>> START PASSAGE

Managing investment compliance during a recession

Acuity Knowledge Partners
4 min readDec 28, 2022


Published on December 7, 2022 by Sanjukta Chatterjee

The US economy has been struggling lately to fight fears of an impending recession. Major financial entities such as big banks, prominent economists and former policymakers are opining that a downturn is a near certainty as the Federal Reserve (Fed) tries to control inflation. Rising gas prices, a hawkish Fed and a generally slowing economy are the three main risks facing the world’s largest economy right now. A recession is likely to impact banking and financial services, as well as compliance. Investment compliance management (ICM) involves adhering to investment-related restrictions, monitoring and administration, and is a particularly vulnerable function during economic slowdowns. This blog discusses how a potential US recession can affect banks’ investment compliance in general and what financial institutions can do to mitigate the effect.

Investment risk management Regulatory updates and reporting

In the event of a recession, regulatory bodies such as the SEC, PRA, SFC and HKMA will likely look to implement policies to ensure market liquidity is not adversely impacted. Firms need to ensure there is no relaxation of oversight on regulations pertaining to trade compliance and investment restrictions, as these are opportunities for investment compliance fraud. It is well known that, during a recession, some asset classes — such as derivatives and structured products — are more volatile than others, and regulations should be passed to identify and prevent non-compliance in trading these products. Additional provisions could be introduced in current regulations financial institutions adhere to when monitoring trade and investment compliance, so as not to tighten market liquidity further.

Reporting is likely to be highlighted in the event of a US recession. Regulators may demand reports of current and forward-looking information at a greater frequency or covering a wider spectrum, and a firm’s regulatory reporting process should be robust enough to meet this challenge. Compliance should extend from fund accounting reports to the development of the final exceptions file, and regulators should analyse relevant regulations at each stage for gaps. During a recession, banks and other financial institutions are at most risk of collapse; thus, the reporting process is important for detecting signs of wrongdoing in capital markets.

>> END PASSAGE
>> START RECORDS SHOWN

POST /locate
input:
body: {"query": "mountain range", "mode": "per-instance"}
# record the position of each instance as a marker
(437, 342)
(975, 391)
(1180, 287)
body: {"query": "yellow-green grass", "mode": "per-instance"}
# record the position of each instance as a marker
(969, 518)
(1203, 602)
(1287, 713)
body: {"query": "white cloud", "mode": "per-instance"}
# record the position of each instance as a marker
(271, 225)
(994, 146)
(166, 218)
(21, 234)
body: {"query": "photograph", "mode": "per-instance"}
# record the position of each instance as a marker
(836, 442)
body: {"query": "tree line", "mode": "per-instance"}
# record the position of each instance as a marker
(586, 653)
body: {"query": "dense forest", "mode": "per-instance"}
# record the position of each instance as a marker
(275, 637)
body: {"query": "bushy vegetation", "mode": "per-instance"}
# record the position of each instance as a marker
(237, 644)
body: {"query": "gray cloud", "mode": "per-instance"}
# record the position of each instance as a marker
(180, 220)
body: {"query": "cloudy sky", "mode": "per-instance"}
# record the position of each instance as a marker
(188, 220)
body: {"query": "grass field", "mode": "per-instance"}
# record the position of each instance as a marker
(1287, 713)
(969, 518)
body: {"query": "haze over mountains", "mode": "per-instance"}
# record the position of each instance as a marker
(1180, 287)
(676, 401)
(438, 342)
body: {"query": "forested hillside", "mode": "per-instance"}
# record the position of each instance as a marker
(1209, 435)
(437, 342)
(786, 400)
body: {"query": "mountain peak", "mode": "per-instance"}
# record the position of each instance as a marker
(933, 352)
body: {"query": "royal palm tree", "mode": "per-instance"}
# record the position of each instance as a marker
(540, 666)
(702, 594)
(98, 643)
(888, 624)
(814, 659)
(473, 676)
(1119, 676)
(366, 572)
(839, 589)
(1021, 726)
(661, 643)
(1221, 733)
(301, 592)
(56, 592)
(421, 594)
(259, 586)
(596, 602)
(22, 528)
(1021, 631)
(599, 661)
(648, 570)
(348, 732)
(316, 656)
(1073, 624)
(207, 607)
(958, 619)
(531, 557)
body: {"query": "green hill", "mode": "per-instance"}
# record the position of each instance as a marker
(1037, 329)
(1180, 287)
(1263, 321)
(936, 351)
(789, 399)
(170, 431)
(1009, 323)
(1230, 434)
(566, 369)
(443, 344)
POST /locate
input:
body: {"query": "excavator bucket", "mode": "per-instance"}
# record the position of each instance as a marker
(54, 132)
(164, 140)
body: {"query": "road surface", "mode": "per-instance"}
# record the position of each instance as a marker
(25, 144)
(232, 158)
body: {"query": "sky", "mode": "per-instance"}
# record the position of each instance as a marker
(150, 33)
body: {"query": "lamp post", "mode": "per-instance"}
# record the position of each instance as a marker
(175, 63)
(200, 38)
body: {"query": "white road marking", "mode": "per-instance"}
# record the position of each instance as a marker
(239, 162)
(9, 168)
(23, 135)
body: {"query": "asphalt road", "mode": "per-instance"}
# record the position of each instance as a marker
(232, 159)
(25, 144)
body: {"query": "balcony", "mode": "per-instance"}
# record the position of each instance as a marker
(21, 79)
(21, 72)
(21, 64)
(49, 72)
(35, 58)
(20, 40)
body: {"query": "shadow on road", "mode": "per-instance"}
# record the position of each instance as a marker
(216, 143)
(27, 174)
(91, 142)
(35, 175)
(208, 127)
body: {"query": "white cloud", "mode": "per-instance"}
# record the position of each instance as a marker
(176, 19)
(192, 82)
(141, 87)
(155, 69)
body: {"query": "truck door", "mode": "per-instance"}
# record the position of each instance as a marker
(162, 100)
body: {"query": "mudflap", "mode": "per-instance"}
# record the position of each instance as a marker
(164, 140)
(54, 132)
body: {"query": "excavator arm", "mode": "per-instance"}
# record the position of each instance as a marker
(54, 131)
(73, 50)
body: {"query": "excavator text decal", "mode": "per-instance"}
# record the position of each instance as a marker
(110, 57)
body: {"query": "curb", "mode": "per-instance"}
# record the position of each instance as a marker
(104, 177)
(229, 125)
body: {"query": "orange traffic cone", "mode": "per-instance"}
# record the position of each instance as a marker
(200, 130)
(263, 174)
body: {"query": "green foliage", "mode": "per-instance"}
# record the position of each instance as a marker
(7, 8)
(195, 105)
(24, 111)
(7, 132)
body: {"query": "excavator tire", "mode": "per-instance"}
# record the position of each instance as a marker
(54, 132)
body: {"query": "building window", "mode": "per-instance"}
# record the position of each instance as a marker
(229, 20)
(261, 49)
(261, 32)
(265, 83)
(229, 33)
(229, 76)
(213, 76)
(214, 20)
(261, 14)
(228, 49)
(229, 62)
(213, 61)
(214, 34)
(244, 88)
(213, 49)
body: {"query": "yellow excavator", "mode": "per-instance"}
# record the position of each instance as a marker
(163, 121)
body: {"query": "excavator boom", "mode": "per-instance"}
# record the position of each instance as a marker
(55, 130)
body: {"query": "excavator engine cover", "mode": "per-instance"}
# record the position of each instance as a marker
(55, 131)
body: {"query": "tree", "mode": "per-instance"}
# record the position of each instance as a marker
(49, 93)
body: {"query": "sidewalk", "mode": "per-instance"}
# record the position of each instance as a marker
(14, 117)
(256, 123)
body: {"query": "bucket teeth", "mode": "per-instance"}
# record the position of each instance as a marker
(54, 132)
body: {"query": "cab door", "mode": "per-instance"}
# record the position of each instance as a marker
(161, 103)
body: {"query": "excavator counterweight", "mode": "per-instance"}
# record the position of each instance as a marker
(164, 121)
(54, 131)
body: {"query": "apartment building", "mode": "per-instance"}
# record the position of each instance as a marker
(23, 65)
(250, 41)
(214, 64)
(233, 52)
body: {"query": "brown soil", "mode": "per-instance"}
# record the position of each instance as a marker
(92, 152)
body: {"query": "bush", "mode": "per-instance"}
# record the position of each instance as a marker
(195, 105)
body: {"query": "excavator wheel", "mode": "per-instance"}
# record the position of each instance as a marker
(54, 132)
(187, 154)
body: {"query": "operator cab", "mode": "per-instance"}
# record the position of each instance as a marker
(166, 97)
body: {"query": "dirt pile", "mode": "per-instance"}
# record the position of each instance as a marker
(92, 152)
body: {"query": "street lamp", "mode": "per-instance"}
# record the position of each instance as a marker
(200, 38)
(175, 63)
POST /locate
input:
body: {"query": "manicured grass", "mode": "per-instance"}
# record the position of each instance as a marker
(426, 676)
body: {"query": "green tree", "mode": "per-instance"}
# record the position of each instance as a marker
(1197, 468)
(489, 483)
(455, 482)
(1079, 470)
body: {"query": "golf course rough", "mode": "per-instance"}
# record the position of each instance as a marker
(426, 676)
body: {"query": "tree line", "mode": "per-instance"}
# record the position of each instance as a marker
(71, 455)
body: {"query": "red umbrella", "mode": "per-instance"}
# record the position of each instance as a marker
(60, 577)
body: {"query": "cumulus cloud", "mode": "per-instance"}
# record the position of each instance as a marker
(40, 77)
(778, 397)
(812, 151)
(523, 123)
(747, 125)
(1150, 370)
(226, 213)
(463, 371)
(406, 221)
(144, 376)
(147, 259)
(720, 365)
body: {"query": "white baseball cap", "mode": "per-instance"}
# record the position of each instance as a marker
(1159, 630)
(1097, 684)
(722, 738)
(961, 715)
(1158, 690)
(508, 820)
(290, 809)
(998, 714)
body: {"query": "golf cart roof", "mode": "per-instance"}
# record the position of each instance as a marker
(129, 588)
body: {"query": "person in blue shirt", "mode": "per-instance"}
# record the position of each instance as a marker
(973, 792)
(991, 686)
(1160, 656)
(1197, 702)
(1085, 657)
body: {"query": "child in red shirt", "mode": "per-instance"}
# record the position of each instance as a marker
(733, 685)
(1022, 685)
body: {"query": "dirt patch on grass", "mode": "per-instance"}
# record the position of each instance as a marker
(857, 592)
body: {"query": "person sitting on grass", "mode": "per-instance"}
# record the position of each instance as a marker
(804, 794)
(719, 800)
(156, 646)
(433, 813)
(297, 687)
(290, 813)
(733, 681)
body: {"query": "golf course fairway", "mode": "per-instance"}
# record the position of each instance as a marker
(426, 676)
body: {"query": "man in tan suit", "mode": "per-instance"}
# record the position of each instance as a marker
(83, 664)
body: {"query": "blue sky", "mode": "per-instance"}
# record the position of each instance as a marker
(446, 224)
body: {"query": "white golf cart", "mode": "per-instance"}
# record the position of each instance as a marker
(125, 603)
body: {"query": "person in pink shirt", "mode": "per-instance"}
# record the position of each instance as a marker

>> END RECORDS SHOWN

WHAT TO WORK ON:
a - Reproduce everything in the compliance blog from "In the event of a recession, regulatory" down to "market liquidity further.", keeping the wording unchanged.
b - Which three main risks to the US economy does the compliance blog name?

COMPLETED EXERCISE:
a -
In the event of a recession, regulatory bodies such as the SEC, PRA, SFC and HKMA will likely look to implement policies to ensure market liquidity is not adversely impacted. Firms need to ensure there is no relaxation of oversight on regulations pertaining to trade compliance and investment restrictions, as these are opportunities for investment compliance fraud. It is well known that, during a recession, some asset classes — such as derivatives and structured products — are more volatile than others, and regulations should be passed to identify and prevent non-compliance in trading these products. Additional provisions could be introduced in current regulations financial institutions adhere to when monitoring trade and investment compliance, so as not to tighten market liquidity further.

b - Rising gas prices, a hawkish Fed and a generally slowing economy.